● **Exercise instructions**:
Please give these lines again with the phrase "black utv roof" switched to "gray utv roof" throughout, changing nothing else and leaving the pictures out.

● **Provided data**:

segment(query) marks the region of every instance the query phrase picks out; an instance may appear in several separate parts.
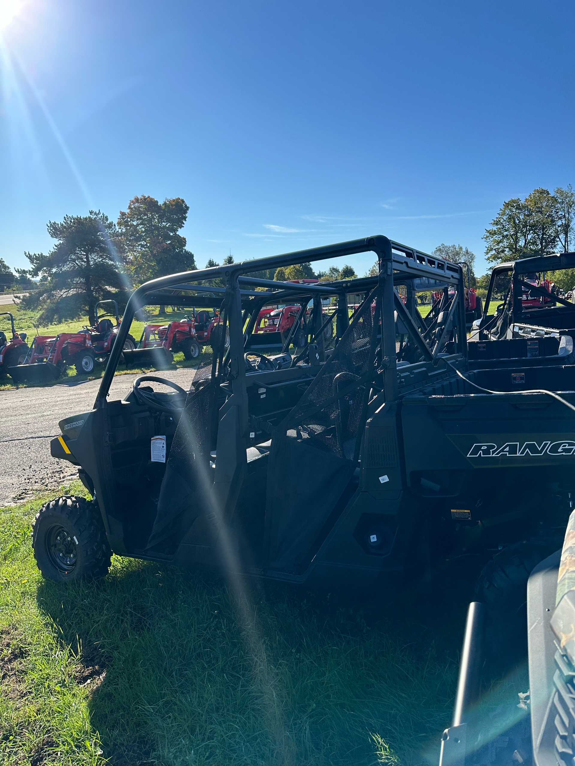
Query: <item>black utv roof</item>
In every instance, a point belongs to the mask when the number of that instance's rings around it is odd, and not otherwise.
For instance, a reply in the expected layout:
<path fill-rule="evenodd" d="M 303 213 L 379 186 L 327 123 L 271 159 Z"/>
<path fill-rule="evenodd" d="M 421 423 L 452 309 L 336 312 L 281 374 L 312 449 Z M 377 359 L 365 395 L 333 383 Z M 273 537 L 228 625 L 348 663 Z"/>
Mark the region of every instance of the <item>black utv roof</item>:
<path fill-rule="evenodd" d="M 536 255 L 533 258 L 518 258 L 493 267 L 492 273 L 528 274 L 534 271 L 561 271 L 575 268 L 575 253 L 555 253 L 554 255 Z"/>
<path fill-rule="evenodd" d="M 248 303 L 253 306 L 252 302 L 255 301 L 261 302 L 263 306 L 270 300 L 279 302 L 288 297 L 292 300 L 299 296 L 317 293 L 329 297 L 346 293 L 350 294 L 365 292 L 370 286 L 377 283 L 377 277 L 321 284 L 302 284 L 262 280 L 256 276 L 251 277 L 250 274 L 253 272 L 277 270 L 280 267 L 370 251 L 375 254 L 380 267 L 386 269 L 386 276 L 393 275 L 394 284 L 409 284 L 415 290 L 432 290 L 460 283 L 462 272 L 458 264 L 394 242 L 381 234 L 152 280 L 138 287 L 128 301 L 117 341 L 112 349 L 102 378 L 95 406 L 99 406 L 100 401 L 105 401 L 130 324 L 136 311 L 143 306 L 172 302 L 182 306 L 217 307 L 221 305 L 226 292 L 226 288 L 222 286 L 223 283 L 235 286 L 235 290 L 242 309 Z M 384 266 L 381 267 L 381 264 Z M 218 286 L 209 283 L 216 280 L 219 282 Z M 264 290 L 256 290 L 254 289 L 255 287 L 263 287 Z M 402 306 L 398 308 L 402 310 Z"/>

● **The solution**:
segment(query) marks the region of every instance the query phrase picks out; an instance may appear in several separate parts.
Query: <item>gray utv roof</item>
In every instance, a point belongs to the mask when the number of that instance's rings around it is odd, and not otherwise.
For instance, a reply in the expected layout:
<path fill-rule="evenodd" d="M 303 213 L 379 186 L 327 123 L 271 159 Z"/>
<path fill-rule="evenodd" d="M 421 423 L 452 309 L 336 312 L 281 374 L 312 449 Z M 377 359 L 365 395 L 333 383 Z M 273 537 L 228 625 L 348 663 Z"/>
Mark the region of every instance of the <item>gray utv roof</item>:
<path fill-rule="evenodd" d="M 536 255 L 533 258 L 518 258 L 493 267 L 492 273 L 528 274 L 534 271 L 561 271 L 575 268 L 575 253 L 555 253 L 554 255 Z"/>
<path fill-rule="evenodd" d="M 248 303 L 253 306 L 252 302 L 255 301 L 261 302 L 263 306 L 270 300 L 279 302 L 288 297 L 292 300 L 299 296 L 317 293 L 329 297 L 346 293 L 350 294 L 365 292 L 370 286 L 377 283 L 377 277 L 321 284 L 302 284 L 262 280 L 256 276 L 251 277 L 250 274 L 253 272 L 277 270 L 280 267 L 370 251 L 375 254 L 380 267 L 386 269 L 386 276 L 393 275 L 394 284 L 409 284 L 415 290 L 432 290 L 460 283 L 462 272 L 458 264 L 394 242 L 381 234 L 152 280 L 138 287 L 128 301 L 117 341 L 112 349 L 102 378 L 95 406 L 99 406 L 100 401 L 105 401 L 130 324 L 136 311 L 143 306 L 172 302 L 182 306 L 217 307 L 221 305 L 226 292 L 226 288 L 222 286 L 223 283 L 235 286 L 235 290 L 242 309 Z M 384 266 L 381 267 L 381 264 Z M 218 286 L 209 283 L 216 280 L 219 282 Z M 264 290 L 256 290 L 254 289 L 255 287 L 263 287 Z M 402 306 L 398 308 L 402 310 Z"/>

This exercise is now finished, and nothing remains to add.